> OBJECTIVE:
Reproduce all of the records below word for word, omitting the pictures.
══ MATERIAL SUPPLIED
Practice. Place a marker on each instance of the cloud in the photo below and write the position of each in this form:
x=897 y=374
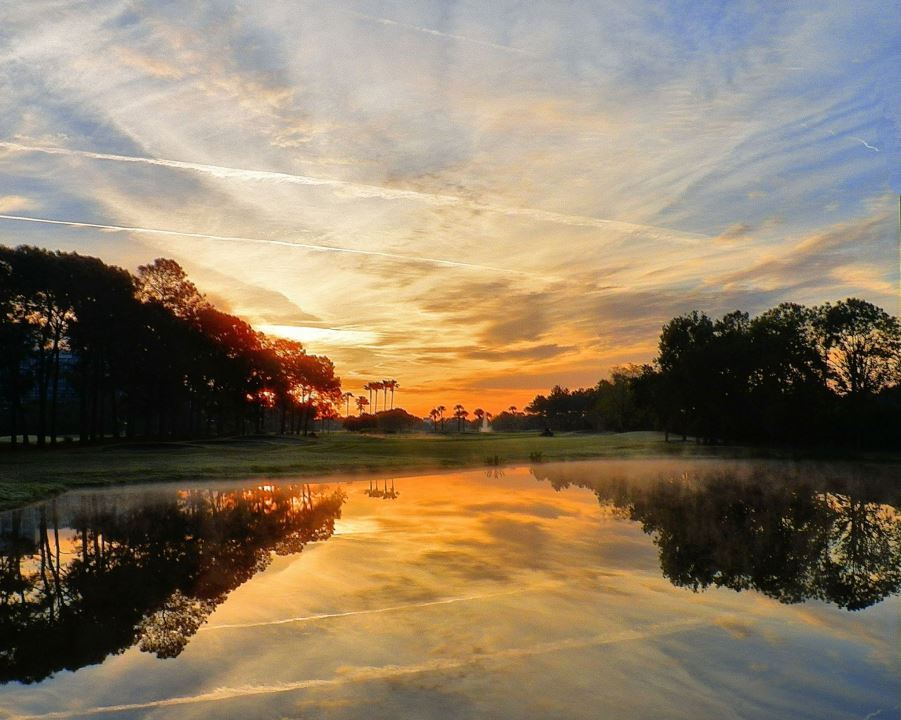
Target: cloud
x=16 y=203
x=494 y=219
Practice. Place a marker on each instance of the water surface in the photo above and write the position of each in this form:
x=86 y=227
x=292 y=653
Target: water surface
x=614 y=589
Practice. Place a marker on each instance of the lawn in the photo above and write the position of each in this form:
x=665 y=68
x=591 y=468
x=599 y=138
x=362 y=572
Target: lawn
x=29 y=474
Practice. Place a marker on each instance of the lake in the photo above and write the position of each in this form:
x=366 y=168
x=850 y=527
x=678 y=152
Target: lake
x=615 y=589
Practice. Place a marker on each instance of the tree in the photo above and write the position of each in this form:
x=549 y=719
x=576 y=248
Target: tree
x=862 y=345
x=461 y=414
x=165 y=282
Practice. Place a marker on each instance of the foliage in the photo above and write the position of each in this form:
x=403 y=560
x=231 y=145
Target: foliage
x=89 y=349
x=792 y=375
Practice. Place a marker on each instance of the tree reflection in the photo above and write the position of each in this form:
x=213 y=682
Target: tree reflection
x=149 y=571
x=836 y=539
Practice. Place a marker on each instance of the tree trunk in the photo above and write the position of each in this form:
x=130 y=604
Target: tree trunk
x=55 y=388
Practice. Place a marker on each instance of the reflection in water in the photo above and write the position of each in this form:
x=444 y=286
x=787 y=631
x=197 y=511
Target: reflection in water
x=790 y=538
x=92 y=576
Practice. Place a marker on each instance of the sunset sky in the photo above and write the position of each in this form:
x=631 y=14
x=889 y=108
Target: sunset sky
x=478 y=199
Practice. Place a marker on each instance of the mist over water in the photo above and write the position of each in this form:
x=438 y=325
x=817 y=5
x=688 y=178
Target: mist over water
x=643 y=588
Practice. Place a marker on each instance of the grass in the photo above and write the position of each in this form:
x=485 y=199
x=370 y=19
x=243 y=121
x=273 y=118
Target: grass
x=28 y=474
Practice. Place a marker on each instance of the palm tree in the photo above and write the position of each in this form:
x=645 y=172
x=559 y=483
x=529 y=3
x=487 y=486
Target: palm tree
x=460 y=413
x=393 y=384
x=434 y=414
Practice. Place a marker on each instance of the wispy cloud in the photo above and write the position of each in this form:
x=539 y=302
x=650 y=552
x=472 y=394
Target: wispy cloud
x=366 y=191
x=260 y=241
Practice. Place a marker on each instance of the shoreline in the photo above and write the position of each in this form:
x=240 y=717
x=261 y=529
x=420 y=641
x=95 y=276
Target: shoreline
x=31 y=475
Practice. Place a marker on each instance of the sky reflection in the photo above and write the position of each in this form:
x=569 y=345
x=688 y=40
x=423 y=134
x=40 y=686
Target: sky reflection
x=474 y=596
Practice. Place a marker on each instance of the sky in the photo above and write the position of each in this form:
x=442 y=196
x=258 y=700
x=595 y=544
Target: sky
x=480 y=200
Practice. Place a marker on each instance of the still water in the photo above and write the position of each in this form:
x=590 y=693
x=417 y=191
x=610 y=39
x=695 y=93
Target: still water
x=615 y=589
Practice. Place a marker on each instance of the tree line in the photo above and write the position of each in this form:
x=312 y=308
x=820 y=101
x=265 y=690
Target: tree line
x=93 y=351
x=824 y=375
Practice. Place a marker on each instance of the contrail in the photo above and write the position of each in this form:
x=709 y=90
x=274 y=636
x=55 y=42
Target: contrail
x=438 y=33
x=865 y=144
x=262 y=241
x=351 y=613
x=363 y=190
x=368 y=674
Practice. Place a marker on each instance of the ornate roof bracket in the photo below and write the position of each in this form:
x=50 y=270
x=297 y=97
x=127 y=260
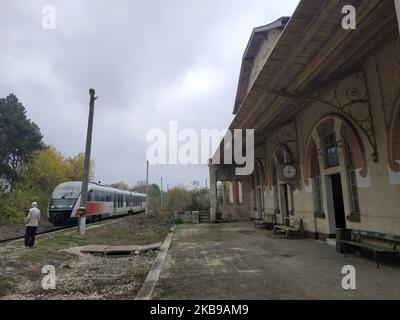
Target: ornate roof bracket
x=351 y=97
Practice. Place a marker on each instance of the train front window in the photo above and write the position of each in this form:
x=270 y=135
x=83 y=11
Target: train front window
x=64 y=197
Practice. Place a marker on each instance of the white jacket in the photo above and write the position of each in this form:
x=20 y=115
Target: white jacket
x=33 y=217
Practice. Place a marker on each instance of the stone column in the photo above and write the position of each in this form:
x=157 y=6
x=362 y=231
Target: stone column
x=397 y=5
x=213 y=193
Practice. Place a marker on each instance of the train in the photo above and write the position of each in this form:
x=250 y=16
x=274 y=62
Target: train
x=102 y=202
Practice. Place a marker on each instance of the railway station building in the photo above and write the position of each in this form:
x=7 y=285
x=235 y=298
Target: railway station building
x=324 y=102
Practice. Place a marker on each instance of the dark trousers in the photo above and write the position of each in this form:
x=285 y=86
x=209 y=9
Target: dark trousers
x=30 y=234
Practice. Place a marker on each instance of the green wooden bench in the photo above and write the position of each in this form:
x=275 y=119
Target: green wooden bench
x=388 y=244
x=268 y=220
x=292 y=227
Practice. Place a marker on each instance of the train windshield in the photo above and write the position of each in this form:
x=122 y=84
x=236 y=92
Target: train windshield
x=64 y=197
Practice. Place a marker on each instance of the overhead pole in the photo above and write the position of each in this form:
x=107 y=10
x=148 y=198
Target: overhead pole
x=147 y=187
x=161 y=205
x=86 y=166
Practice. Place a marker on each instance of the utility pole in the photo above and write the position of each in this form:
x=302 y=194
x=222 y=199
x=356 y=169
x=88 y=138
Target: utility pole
x=161 y=196
x=147 y=187
x=86 y=166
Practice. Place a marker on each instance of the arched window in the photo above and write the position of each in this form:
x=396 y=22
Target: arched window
x=394 y=140
x=229 y=190
x=220 y=192
x=352 y=178
x=316 y=178
x=275 y=188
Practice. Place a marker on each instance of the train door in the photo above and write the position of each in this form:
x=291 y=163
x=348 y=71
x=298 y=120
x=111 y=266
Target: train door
x=115 y=201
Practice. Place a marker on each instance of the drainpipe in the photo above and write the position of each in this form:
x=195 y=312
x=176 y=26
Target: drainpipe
x=397 y=6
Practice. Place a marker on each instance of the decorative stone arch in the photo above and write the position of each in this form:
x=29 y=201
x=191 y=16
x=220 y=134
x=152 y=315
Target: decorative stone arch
x=394 y=138
x=342 y=126
x=309 y=161
x=259 y=170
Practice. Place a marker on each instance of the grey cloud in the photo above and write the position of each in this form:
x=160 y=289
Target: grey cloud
x=137 y=54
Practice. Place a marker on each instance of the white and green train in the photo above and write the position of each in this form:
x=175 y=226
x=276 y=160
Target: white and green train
x=102 y=201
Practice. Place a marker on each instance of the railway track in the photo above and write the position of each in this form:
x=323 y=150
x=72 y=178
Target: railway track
x=65 y=228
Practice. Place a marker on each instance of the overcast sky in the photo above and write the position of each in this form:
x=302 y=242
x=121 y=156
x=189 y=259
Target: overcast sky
x=149 y=61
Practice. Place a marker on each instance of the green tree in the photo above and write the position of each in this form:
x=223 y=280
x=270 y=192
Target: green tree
x=154 y=193
x=120 y=185
x=19 y=137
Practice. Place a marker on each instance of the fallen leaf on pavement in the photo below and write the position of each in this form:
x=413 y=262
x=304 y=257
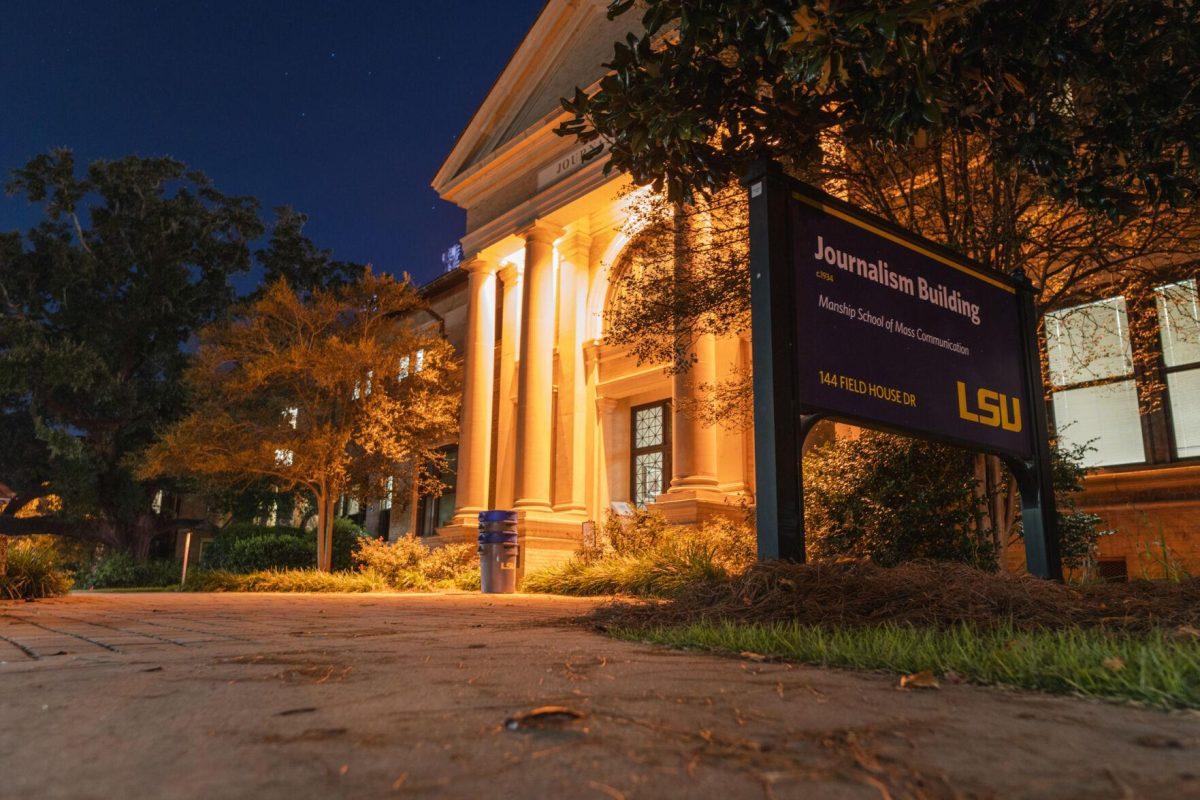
════
> WRITTEN ANSWER:
Practice. Place a marker on each instance of the cloud in the photo below and write the position of each in this form:
x=897 y=374
Target: cloud
x=16 y=203
x=494 y=219
Practice. Place a marker on each instance of the water surface in the photo above and write the position of each in this form:
x=86 y=227
x=292 y=653
Target: water surface
x=614 y=589
Practice. Place a marker on each instance of the lawn in the photo above and write the position of each in this form:
x=665 y=68
x=591 y=468
x=599 y=138
x=362 y=572
Target: lawn
x=29 y=474
Practice. Place a marker on each instance of the lake in the photo above and write the position of each in this form:
x=366 y=168
x=850 y=527
x=678 y=152
Target: lake
x=615 y=589
Practice. Place a marker on each instance of the tree in the photo above and write the position of each in this form:
x=549 y=719
x=576 y=248
Target: tree
x=862 y=345
x=461 y=414
x=165 y=282
Practice. Place a marker on each instance of the foliage in the photo above and write the position of each in this form:
x=403 y=560
x=231 y=145
Target: foliage
x=89 y=349
x=792 y=375
Practice. Place a marker on each instance of the tree reflection in the photo above and write the position of each in this form:
x=213 y=682
Target: tree reflection
x=149 y=571
x=836 y=539
Practice. Place a marker on each instance of the tree trunk in the photo above and write the position of each in this form:
x=130 y=604
Target: tree trunk
x=55 y=388
Practice. Place a marker on each instance of the reflection in water in the photo above and write the position of each in this form:
x=444 y=286
x=787 y=631
x=197 y=511
Target: reflection in water
x=790 y=538
x=92 y=576
Practice. Place a marker on each instance of the sunset sky in the photo above and write the position of each in this form:
x=631 y=14
x=889 y=108
Target: sunset sky
x=478 y=199
Practice. Place a marker on each instance of the mist over water in the photo above and write the position of each in this form:
x=438 y=325
x=817 y=5
x=688 y=178
Target: mist over water
x=643 y=588
Practice. Place a marker on each instance of the grass in the photo above and write the position of each in this form:
x=485 y=199
x=370 y=19
x=243 y=121
x=273 y=118
Target: grass
x=28 y=474
Practice. Place a marker on each instance of the palm tree in the photo above and write the position of each in this form:
x=645 y=172
x=559 y=483
x=529 y=3
x=487 y=486
Target: palm tree
x=460 y=413
x=393 y=384
x=434 y=414
Practice. Place a marker on each instance of the wispy cloud in the photo above and write the position of each in this form:
x=539 y=302
x=650 y=552
x=472 y=394
Target: wispy cloud
x=366 y=191
x=260 y=241
Practice. Place a marker on each instance of the shoreline in the photo above and write the position of each in this form:
x=240 y=717
x=261 y=529
x=420 y=641
x=95 y=276
Target: shoreline
x=31 y=475
Practice. Place a marker on each instance of the sky reflection in the photo above and write the position of each in this form:
x=569 y=345
x=688 y=40
x=423 y=134
x=40 y=686
Target: sky reflection
x=474 y=596
Practice. Place a marker on each instance of the sky in the photo above and write the position of each in this form:
x=442 y=196
x=258 y=700
x=595 y=544
Target: sky
x=480 y=200
Practice. Place a marker on each instance of the still water in the photo above and write the position of each in this form:
x=590 y=693
x=417 y=191
x=610 y=39
x=695 y=93
Target: still water
x=615 y=589
Practice. Place a marker on each instance of the tree line in the photo above and write the position of each in this form:
x=312 y=308
x=820 y=101
x=265 y=690
Target: tree line
x=93 y=351
x=824 y=375
Practice. Place a marker on each instance of the contrail in the photo above and write the position of each in this form:
x=709 y=90
x=274 y=636
x=55 y=42
Target: contrail
x=438 y=33
x=865 y=144
x=262 y=241
x=351 y=613
x=363 y=190
x=368 y=674
Practice. Place a marker on each instance of the ornate roof bracket in the photo below and write the position of each in this form:
x=50 y=270
x=297 y=97
x=127 y=260
Target: ornate roof bracket
x=351 y=97
Practice. Place a marker on each instance of the train front window in the photo above and write the position of each in this form:
x=270 y=135
x=83 y=11
Target: train front window
x=64 y=197
Practice. Place a marker on each instance of the white jacket in the photo above and write the position of each in this form:
x=20 y=115
Target: white jacket
x=33 y=217
Practice. Place a marker on each instance of the stone column in the photo above and write the position of each in this form:
x=157 y=6
x=362 y=231
Target: stone column
x=397 y=5
x=213 y=193
Practice. Place a marker on each instance of the train in the photo above and write the position of each in this form:
x=250 y=16
x=274 y=62
Target: train
x=102 y=202
Practice. Place a marker on each instance of the railway station building in the photo above and write the position of each in this form:
x=7 y=285
x=235 y=298
Target: railway station building
x=324 y=102
Practice. Place a marker on each instance of the dark trousers in the photo above and write the position of each in this form:
x=285 y=86
x=209 y=9
Target: dark trousers
x=30 y=234
Practice. Place a marker on each instance of the green wooden bench in the photo above and write the position of each in this form:
x=275 y=119
Target: green wooden bench
x=388 y=244
x=268 y=220
x=292 y=227
Practice. Place a marker on each instance of the train windshield in the photo above and write the position of each in this form:
x=122 y=84
x=236 y=92
Target: train windshield
x=64 y=197
Practice. Place a marker on each instance of the overhead pole in the photo above and write the position of each in this form:
x=107 y=10
x=148 y=198
Target: overhead pole
x=147 y=187
x=161 y=205
x=86 y=166
Practice. Place a marker on each instance of the utility pole in the photo above and write the position of each in this form:
x=302 y=194
x=222 y=199
x=356 y=169
x=88 y=138
Target: utility pole
x=161 y=196
x=147 y=187
x=86 y=166
Practice. Place a marker on each instance of the arched window in the photo above and write the position of each in this form:
x=396 y=22
Target: arched window
x=394 y=140
x=229 y=190
x=220 y=192
x=352 y=178
x=316 y=178
x=275 y=188
Practice. Place a marker on each instance of the train door in the photo above and write the position of each in this form:
x=291 y=163
x=348 y=71
x=298 y=120
x=111 y=266
Target: train door
x=115 y=201
Practice. Place a marker on each instance of the drainpipe in the photo above and write the position of each in this form:
x=195 y=312
x=176 y=26
Target: drainpipe
x=397 y=6
Practice. Place a marker on each instance of the decorative stone arch in the photo above and write the position of each in this form:
x=29 y=201
x=191 y=16
x=220 y=134
x=152 y=315
Target: decorative stone arch
x=394 y=138
x=342 y=126
x=309 y=161
x=259 y=170
Practice. Place a marker on each instance of the grey cloud in the photo above and write the position of each in this form:
x=160 y=289
Target: grey cloud
x=137 y=54
Practice. Place a marker on each instance of the white and green train in the photo above and write the position of each in this form:
x=175 y=226
x=276 y=160
Target: white and green train
x=102 y=201
Practice. Place a marker on each instance of the railway track in the photo above and write the position of each in this form:
x=323 y=150
x=72 y=178
Target: railway track
x=65 y=228
Practice. Place a marker on each instance of the overcast sky in the photo above and write the position of each in this form:
x=302 y=242
x=121 y=156
x=189 y=259
Target: overcast sky
x=149 y=61
Practice. Place a marker on each instance of the green tree in the photo above and write the position of each in this form:
x=223 y=280
x=270 y=192
Target: green tree
x=154 y=193
x=120 y=185
x=19 y=137
Practice. Place a marker on each instance of the fallen leaf on pavement in the photo below and write the position of each in this form:
x=413 y=262
x=304 y=257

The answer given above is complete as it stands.